→ **Task goal**: Turn the lines running from the one containing "Task: annotate a point on every instance of the gray carpet" through the end of the data items into a JSON list of strings, one string per line, skipping blank lines. Leave the pictures out of the answer.

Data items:
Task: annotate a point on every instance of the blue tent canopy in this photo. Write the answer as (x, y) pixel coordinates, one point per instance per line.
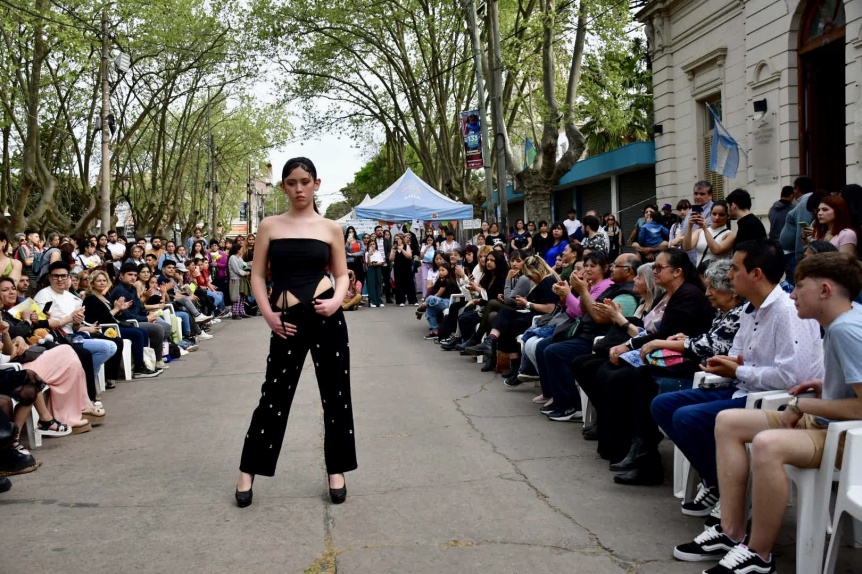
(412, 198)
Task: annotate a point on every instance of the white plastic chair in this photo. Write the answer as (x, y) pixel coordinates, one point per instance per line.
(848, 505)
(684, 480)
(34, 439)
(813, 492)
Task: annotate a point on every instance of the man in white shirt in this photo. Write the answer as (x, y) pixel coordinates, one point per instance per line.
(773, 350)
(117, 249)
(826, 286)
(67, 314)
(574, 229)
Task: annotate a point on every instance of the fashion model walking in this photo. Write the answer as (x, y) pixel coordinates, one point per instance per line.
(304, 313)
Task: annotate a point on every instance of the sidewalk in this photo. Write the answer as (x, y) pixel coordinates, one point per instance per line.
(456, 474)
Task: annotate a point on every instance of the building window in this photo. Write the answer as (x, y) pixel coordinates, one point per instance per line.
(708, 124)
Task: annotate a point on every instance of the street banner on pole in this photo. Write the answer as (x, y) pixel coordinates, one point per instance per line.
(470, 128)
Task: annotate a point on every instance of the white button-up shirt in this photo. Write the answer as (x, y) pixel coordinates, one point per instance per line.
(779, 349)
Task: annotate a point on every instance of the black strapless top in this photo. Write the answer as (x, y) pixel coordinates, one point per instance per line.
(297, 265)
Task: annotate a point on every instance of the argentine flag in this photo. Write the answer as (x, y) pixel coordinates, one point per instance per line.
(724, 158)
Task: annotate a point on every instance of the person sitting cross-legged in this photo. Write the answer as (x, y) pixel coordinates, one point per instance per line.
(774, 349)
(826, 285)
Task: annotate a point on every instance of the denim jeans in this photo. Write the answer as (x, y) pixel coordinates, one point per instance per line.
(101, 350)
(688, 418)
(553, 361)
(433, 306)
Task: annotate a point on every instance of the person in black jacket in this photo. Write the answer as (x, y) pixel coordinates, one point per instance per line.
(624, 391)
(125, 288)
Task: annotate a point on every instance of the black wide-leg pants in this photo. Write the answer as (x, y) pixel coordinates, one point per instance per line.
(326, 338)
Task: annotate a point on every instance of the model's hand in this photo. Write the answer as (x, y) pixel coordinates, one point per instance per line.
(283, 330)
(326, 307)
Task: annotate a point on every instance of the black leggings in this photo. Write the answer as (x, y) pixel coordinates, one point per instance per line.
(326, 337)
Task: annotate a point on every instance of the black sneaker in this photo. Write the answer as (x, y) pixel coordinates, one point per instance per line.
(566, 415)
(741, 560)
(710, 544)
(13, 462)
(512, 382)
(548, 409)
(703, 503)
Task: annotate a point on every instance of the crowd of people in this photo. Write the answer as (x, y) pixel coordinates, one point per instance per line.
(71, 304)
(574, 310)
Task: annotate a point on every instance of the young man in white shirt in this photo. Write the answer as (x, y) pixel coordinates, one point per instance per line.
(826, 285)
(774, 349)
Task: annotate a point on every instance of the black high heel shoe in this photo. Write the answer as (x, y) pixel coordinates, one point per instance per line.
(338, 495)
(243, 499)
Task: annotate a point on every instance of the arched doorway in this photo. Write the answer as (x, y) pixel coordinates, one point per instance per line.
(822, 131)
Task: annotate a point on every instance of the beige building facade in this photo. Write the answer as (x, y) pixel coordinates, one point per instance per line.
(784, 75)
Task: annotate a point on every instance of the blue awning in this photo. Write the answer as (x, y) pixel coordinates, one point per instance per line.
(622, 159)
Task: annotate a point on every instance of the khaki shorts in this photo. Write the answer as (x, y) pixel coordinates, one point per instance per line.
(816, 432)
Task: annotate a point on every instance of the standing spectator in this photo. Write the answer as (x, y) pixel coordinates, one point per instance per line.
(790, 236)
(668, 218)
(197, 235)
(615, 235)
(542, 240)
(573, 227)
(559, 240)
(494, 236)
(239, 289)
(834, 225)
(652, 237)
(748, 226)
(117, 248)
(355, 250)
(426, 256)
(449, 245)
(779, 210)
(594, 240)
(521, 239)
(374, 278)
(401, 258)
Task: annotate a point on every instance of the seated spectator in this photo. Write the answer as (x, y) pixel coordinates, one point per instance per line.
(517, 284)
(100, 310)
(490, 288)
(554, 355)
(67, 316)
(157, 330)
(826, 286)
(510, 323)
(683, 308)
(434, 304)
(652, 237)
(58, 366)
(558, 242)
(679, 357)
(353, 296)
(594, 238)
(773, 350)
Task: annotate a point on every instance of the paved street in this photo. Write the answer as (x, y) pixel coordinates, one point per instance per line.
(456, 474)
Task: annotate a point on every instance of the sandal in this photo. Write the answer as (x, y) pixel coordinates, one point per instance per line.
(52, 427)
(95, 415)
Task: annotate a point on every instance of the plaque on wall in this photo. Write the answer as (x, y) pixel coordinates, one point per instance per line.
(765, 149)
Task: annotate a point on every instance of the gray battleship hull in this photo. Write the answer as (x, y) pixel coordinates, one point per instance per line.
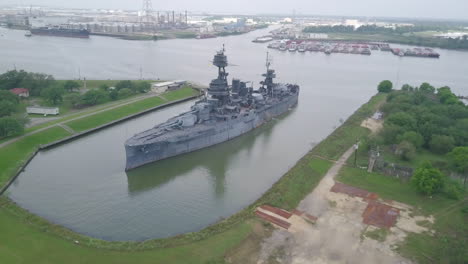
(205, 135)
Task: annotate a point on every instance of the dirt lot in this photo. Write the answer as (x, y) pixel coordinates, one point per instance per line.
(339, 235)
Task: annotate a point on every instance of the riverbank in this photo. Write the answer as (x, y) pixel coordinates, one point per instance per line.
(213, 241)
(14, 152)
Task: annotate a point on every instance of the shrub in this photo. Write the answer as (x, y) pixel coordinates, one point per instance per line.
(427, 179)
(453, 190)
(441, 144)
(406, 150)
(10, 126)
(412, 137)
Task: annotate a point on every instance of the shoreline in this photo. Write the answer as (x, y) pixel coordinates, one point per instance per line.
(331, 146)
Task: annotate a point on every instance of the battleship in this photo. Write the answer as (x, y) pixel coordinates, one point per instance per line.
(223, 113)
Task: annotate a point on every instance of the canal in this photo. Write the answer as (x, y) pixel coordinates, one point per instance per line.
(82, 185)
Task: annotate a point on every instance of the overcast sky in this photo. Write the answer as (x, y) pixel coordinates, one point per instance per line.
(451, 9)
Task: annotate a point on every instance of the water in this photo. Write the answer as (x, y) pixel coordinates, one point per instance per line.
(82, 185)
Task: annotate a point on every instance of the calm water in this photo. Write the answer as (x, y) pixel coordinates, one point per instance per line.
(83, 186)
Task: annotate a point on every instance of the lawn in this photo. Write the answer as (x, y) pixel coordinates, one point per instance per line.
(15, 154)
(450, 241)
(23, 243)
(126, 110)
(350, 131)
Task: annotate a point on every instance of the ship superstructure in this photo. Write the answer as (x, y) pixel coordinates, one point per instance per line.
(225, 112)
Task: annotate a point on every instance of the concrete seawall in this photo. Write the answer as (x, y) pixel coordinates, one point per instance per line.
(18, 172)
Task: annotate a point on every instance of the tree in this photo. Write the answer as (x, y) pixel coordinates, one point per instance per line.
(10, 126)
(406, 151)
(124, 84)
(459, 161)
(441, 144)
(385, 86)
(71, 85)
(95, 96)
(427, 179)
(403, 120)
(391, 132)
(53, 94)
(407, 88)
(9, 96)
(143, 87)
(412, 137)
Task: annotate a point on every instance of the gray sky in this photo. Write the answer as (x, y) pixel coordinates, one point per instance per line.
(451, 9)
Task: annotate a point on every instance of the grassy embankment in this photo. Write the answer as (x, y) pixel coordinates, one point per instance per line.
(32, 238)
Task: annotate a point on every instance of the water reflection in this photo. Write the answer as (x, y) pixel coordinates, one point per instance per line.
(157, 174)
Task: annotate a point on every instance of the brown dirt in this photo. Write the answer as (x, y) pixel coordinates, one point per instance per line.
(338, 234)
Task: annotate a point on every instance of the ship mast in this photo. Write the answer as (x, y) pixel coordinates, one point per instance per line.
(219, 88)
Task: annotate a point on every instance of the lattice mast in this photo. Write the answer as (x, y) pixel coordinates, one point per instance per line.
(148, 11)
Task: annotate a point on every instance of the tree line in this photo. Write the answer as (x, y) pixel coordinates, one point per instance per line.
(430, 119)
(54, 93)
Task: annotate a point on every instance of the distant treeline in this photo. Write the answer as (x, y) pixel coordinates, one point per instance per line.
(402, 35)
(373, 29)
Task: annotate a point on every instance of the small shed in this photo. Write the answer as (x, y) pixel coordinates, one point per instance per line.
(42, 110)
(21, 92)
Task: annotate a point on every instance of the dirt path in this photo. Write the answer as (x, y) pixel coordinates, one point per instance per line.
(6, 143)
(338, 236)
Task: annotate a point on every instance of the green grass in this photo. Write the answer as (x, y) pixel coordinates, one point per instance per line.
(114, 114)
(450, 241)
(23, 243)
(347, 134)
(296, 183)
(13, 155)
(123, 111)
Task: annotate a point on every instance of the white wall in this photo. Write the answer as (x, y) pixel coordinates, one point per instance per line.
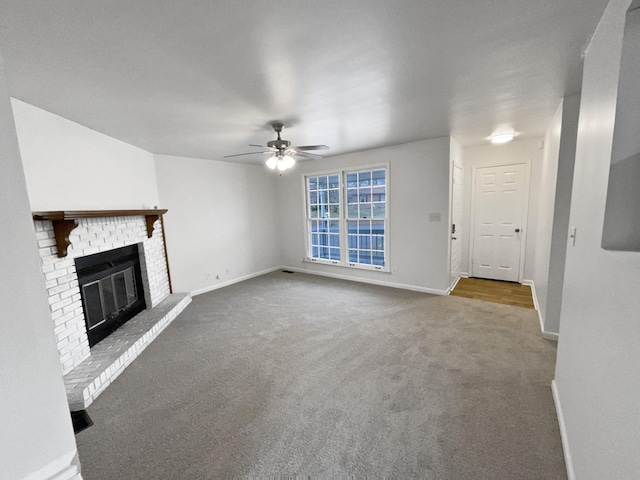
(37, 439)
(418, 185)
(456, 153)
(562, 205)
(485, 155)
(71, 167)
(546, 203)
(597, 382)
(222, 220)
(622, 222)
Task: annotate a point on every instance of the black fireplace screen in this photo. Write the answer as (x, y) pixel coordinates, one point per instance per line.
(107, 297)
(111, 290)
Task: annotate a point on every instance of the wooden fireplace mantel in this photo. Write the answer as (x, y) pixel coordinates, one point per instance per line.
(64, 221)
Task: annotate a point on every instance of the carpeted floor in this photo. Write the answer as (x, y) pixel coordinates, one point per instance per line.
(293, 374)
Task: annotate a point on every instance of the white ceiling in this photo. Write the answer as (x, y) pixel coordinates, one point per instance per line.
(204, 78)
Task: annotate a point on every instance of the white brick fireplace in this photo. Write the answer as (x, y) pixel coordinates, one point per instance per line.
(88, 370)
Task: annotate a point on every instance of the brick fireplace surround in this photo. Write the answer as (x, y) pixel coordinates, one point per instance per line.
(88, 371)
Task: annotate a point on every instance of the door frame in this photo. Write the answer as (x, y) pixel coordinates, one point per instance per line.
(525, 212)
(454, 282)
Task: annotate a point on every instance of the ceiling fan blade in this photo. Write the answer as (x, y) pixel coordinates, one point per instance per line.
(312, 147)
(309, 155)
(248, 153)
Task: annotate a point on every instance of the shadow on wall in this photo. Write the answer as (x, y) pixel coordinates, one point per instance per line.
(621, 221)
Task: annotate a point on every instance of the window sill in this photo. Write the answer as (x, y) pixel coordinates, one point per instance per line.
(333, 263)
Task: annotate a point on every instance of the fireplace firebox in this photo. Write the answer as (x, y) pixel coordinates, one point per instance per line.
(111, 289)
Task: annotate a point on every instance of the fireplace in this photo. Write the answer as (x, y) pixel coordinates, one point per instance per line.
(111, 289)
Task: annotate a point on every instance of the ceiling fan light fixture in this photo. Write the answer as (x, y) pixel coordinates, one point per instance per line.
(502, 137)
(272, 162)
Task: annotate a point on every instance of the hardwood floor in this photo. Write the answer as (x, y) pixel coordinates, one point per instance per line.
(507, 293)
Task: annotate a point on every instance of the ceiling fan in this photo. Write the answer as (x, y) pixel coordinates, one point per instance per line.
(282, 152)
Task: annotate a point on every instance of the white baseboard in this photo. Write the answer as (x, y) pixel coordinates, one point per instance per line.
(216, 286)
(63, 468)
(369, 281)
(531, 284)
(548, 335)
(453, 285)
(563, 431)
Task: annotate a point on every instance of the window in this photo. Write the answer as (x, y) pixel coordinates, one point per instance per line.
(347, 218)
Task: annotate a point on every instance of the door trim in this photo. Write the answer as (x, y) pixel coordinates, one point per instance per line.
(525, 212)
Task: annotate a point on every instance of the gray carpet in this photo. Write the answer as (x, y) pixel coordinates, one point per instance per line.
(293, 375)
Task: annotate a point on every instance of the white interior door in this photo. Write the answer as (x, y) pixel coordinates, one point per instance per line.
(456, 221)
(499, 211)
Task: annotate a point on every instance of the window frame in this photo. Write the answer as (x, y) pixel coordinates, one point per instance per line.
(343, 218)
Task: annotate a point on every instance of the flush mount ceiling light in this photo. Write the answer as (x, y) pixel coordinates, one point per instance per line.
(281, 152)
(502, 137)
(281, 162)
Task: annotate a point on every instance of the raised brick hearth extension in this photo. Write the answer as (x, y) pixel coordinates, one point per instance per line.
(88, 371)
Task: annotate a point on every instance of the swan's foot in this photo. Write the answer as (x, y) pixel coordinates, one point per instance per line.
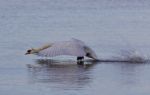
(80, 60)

→ **Task output**:
[
  "Task: annotate a point on every instance of the gray carpet in this photo. Write the answer as (x, y) pixel coordinates, one point per instance per line.",
  "(293, 375)",
  "Task: annotate a point on every instance of the white interior door in this photo. Write the answer as (x, y) pixel coordinates, one point per instance per line.",
  "(456, 221)",
  "(499, 211)",
  "Task: annotate a point on every instance of the window frame in this photo. Write the answer as (x, y) pixel coordinates, one point per instance per line.",
  "(343, 218)",
  "Task: annotate a point on every instance of the flush mount ceiling light in this photo. Write the answer as (x, y) pixel coordinates, one point per instance per line.",
  "(281, 152)",
  "(502, 137)",
  "(281, 162)",
  "Task: annotate a point on every instance of the raised brick hearth extension in this photo. Write the answer as (x, y) pixel coordinates, one point per instance per line.",
  "(88, 371)",
  "Task: annotate a point on every instance of the swan's foot in this photo. Write the answer as (x, y) pixel coordinates, one point per instance per line.",
  "(80, 60)"
]